DIRECTIONS —
Convert the lines of the listing below, from the line containing "of the small" through the end of the listing, into a numbered list, and leave out any blank lines.
--- START DATA EXCERPTS ---
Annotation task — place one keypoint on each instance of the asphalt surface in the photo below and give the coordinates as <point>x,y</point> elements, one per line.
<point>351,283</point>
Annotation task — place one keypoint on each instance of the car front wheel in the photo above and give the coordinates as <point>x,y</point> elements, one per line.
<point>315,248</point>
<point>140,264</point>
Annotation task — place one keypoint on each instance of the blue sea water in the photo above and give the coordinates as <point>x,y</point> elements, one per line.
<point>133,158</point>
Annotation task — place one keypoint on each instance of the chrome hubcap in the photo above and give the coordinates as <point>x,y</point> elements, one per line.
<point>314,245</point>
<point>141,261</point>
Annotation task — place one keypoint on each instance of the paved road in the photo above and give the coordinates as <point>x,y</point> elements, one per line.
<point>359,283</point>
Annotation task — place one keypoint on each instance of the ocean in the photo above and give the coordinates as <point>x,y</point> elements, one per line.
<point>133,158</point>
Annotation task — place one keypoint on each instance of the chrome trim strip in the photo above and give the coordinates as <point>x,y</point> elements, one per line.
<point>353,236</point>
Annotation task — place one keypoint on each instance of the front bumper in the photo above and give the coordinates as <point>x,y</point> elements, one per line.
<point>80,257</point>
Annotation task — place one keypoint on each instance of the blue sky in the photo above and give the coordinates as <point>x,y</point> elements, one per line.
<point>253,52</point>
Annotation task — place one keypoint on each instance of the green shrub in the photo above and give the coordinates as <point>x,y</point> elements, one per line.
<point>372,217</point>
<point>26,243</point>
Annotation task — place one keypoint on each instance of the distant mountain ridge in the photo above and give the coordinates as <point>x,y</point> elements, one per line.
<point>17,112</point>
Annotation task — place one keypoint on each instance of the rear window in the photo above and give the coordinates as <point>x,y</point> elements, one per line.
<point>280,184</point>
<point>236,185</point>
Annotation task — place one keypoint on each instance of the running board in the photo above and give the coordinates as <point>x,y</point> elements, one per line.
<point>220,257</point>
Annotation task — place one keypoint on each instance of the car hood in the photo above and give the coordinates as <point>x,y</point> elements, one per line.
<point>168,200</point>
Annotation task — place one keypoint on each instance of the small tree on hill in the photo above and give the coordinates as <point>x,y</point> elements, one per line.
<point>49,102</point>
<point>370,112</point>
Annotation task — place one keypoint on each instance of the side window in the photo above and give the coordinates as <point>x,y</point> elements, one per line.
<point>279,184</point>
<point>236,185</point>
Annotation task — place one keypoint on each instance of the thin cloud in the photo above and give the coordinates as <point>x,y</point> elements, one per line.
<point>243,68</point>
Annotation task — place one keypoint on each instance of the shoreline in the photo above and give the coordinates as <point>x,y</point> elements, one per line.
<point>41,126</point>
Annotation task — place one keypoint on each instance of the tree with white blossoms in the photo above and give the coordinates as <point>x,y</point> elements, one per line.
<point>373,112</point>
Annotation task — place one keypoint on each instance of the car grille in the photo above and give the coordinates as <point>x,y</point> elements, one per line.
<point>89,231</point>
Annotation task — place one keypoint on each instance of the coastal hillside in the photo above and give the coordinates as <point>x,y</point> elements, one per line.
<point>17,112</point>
--- END DATA EXCERPTS ---
FULL ANSWER —
1. Annotation task — place one keypoint on each instance of the small tree on hill in the photo above and give the coordinates as <point>x,y</point> elements, one per line.
2. <point>49,102</point>
3. <point>370,112</point>
4. Annotation task — place one keypoint on each instance of the side window in the photo above and give the coordinates as <point>x,y</point> elements, one per line.
5. <point>279,184</point>
6. <point>236,185</point>
7. Annotation task — place one keypoint on each instance of the thin cloud in the photo above and give the coordinates as <point>x,y</point> elements, one per line.
8. <point>243,68</point>
9. Annotation task — place one keypoint on each instance of the shoreline in the photo above and give the coordinates as <point>x,y</point> elements, one per line.
10. <point>41,126</point>
11. Annotation task — place one keypoint on each instance of the tree with white blossoms in the photo above and give the coordinates as <point>x,y</point> elements, one per line.
12. <point>373,112</point>
13. Annotation task — place one keypoint on each instance of the car grille in the photo above and give the coordinates as <point>x,y</point> elements, one per line.
14. <point>89,231</point>
15. Annotation task — place one keypoint on each instance of the coastal hillside in the photo above and give the coordinates as <point>x,y</point> elements, one per line.
16. <point>17,112</point>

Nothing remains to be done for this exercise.